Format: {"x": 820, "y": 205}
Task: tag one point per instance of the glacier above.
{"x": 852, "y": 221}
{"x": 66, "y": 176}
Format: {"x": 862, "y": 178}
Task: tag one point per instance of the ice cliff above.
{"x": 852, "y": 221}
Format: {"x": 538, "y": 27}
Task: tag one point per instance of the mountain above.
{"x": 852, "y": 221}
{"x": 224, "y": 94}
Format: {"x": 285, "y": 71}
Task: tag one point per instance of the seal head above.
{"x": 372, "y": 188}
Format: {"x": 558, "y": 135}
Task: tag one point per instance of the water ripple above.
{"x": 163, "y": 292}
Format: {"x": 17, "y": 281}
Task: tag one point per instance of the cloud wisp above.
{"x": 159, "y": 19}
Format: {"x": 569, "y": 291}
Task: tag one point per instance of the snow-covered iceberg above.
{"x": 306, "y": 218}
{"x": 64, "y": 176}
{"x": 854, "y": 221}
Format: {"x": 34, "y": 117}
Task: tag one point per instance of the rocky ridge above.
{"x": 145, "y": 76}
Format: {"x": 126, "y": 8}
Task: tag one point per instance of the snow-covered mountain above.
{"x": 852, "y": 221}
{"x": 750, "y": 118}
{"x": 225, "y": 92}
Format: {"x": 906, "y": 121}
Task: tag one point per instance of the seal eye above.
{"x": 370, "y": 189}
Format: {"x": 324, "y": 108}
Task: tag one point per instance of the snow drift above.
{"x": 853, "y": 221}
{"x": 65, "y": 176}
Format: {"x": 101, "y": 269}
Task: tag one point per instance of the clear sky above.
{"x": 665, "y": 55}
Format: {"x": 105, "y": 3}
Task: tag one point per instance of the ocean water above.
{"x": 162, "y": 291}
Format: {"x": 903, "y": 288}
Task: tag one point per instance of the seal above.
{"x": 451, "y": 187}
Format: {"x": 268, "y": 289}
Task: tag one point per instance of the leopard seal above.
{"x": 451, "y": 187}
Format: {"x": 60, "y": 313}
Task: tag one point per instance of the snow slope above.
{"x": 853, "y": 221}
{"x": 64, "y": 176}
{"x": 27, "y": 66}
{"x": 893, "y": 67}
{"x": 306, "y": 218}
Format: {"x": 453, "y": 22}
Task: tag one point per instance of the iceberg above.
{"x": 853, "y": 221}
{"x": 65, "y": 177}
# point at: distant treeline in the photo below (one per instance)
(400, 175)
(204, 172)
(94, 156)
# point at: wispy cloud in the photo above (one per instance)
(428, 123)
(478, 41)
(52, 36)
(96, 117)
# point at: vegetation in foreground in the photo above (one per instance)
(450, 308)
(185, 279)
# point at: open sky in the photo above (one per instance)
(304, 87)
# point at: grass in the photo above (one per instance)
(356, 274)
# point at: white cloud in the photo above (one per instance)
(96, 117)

◆ **PROBLEM**:
The output should match the records above exactly, entry for entry.

◆ **WRITTEN RESPONSE**:
Format: {"x": 820, "y": 205}
Task: tag one point per instance of the glacier above.
{"x": 852, "y": 221}
{"x": 66, "y": 176}
Format: {"x": 862, "y": 178}
Task: tag one point per instance of the ice cliff above.
{"x": 852, "y": 221}
Format: {"x": 538, "y": 27}
Task: tag one point per instance of the mountain above.
{"x": 852, "y": 221}
{"x": 224, "y": 94}
Format: {"x": 285, "y": 71}
Task: tag one point per instance of the seal head above.
{"x": 372, "y": 188}
Format: {"x": 558, "y": 135}
Task: tag one point per instance of the water ripple above.
{"x": 163, "y": 292}
Format: {"x": 17, "y": 281}
Task: tag one point per instance of the cloud wisp above.
{"x": 159, "y": 19}
Format: {"x": 569, "y": 291}
Task: tag one point per instance of the snow-covered iceberg above.
{"x": 306, "y": 218}
{"x": 64, "y": 176}
{"x": 854, "y": 221}
Format: {"x": 34, "y": 117}
Task: tag one point per instance of the rocky ridge above.
{"x": 145, "y": 76}
Format: {"x": 126, "y": 8}
Task: tag one point per instance of the snow-covered mountain above.
{"x": 852, "y": 221}
{"x": 750, "y": 118}
{"x": 225, "y": 92}
Format: {"x": 906, "y": 121}
Task: tag one point per instance of the seal eye above.
{"x": 370, "y": 189}
Format: {"x": 324, "y": 108}
Task: tag one point per instance of the snow drift above.
{"x": 853, "y": 221}
{"x": 65, "y": 176}
Format: {"x": 101, "y": 269}
Task: tag one point per instance of the clear sky above.
{"x": 665, "y": 55}
Format: {"x": 105, "y": 3}
Task: tag one point per instance of the ocean water above.
{"x": 162, "y": 291}
Format: {"x": 903, "y": 288}
Task: tag one point per instance of the seal above.
{"x": 451, "y": 187}
Format: {"x": 268, "y": 289}
Task: tag one point per instance of the leopard seal above.
{"x": 451, "y": 187}
Format: {"x": 60, "y": 313}
Task: tag one point per instance of the snow slope above.
{"x": 853, "y": 221}
{"x": 64, "y": 176}
{"x": 27, "y": 66}
{"x": 893, "y": 67}
{"x": 306, "y": 218}
Format: {"x": 453, "y": 22}
Task: tag one point per instance of the iceberg above.
{"x": 853, "y": 221}
{"x": 65, "y": 177}
# point at: distant treeline in the photo below (one per instance)
(400, 175)
(204, 172)
(94, 156)
# point at: wispy cloud in the photo above (one per instance)
(428, 123)
(478, 41)
(52, 36)
(96, 117)
# point at: vegetation in foreground in the photo above (one per instance)
(450, 308)
(185, 279)
# point at: open sky in the photo above (one per instance)
(304, 87)
# point at: grass in the photo above (one per instance)
(356, 274)
# point at: white cloud in the photo above (one per instance)
(96, 117)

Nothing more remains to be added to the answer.